AIM -
Add 125 to every box coordinate in the answers, and write out everything below from the line that contains "I'd be grateful if you could outline where the white" down to the end of the records, requests included. Leave the numbers in the requests and their sample boxes as they are.

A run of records
************

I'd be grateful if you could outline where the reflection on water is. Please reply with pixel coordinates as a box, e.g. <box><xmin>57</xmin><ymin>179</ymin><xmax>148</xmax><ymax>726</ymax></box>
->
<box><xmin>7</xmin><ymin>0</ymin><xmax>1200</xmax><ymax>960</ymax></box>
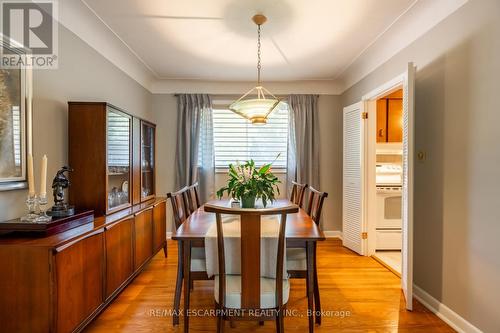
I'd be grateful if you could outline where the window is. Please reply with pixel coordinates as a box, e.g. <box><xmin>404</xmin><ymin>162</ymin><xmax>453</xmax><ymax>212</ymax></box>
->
<box><xmin>213</xmin><ymin>103</ymin><xmax>288</xmax><ymax>169</ymax></box>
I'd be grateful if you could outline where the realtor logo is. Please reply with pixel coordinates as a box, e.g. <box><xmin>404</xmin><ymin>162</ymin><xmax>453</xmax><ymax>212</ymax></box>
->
<box><xmin>0</xmin><ymin>0</ymin><xmax>58</xmax><ymax>68</ymax></box>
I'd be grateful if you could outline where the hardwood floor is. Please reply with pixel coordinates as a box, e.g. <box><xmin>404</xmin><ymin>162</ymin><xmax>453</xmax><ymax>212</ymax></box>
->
<box><xmin>85</xmin><ymin>239</ymin><xmax>454</xmax><ymax>333</ymax></box>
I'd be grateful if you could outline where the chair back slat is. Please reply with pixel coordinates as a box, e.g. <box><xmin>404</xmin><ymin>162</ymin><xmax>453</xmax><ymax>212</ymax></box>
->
<box><xmin>204</xmin><ymin>204</ymin><xmax>299</xmax><ymax>309</ymax></box>
<box><xmin>167</xmin><ymin>186</ymin><xmax>191</xmax><ymax>229</ymax></box>
<box><xmin>185</xmin><ymin>182</ymin><xmax>201</xmax><ymax>214</ymax></box>
<box><xmin>306</xmin><ymin>186</ymin><xmax>328</xmax><ymax>225</ymax></box>
<box><xmin>290</xmin><ymin>181</ymin><xmax>307</xmax><ymax>208</ymax></box>
<box><xmin>189</xmin><ymin>182</ymin><xmax>201</xmax><ymax>209</ymax></box>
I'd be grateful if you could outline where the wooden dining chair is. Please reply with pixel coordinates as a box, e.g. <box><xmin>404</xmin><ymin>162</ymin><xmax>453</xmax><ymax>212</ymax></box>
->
<box><xmin>286</xmin><ymin>186</ymin><xmax>328</xmax><ymax>324</ymax></box>
<box><xmin>290</xmin><ymin>181</ymin><xmax>308</xmax><ymax>208</ymax></box>
<box><xmin>167</xmin><ymin>186</ymin><xmax>210</xmax><ymax>325</ymax></box>
<box><xmin>205</xmin><ymin>204</ymin><xmax>298</xmax><ymax>333</ymax></box>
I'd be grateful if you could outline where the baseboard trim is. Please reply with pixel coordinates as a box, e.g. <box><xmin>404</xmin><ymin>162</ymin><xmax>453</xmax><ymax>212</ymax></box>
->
<box><xmin>413</xmin><ymin>285</ymin><xmax>482</xmax><ymax>333</ymax></box>
<box><xmin>323</xmin><ymin>230</ymin><xmax>342</xmax><ymax>239</ymax></box>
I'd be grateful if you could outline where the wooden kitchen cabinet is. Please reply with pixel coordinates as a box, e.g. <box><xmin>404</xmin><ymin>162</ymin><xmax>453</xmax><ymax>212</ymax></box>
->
<box><xmin>134</xmin><ymin>207</ymin><xmax>153</xmax><ymax>269</ymax></box>
<box><xmin>377</xmin><ymin>94</ymin><xmax>403</xmax><ymax>143</ymax></box>
<box><xmin>377</xmin><ymin>98</ymin><xmax>387</xmax><ymax>142</ymax></box>
<box><xmin>387</xmin><ymin>99</ymin><xmax>403</xmax><ymax>142</ymax></box>
<box><xmin>105</xmin><ymin>217</ymin><xmax>134</xmax><ymax>299</ymax></box>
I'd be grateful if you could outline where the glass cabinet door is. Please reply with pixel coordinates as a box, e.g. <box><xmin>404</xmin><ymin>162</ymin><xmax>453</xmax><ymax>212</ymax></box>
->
<box><xmin>107</xmin><ymin>109</ymin><xmax>132</xmax><ymax>211</ymax></box>
<box><xmin>141</xmin><ymin>122</ymin><xmax>155</xmax><ymax>200</ymax></box>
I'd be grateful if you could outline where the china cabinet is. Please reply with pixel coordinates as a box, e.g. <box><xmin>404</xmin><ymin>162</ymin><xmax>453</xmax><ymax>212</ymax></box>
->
<box><xmin>68</xmin><ymin>102</ymin><xmax>155</xmax><ymax>216</ymax></box>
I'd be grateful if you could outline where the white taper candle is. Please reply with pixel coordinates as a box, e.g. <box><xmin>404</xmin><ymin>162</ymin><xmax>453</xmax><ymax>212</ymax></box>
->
<box><xmin>28</xmin><ymin>153</ymin><xmax>35</xmax><ymax>197</ymax></box>
<box><xmin>40</xmin><ymin>155</ymin><xmax>47</xmax><ymax>197</ymax></box>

************

OUTPUT FOR THIS TASK -
I'd be grateful if you could outline where the white taper candle is. Please reply with pixel coordinates as a box, e.g. <box><xmin>404</xmin><ymin>162</ymin><xmax>453</xmax><ymax>212</ymax></box>
->
<box><xmin>153</xmin><ymin>278</ymin><xmax>160</xmax><ymax>322</ymax></box>
<box><xmin>165</xmin><ymin>280</ymin><xmax>172</xmax><ymax>322</ymax></box>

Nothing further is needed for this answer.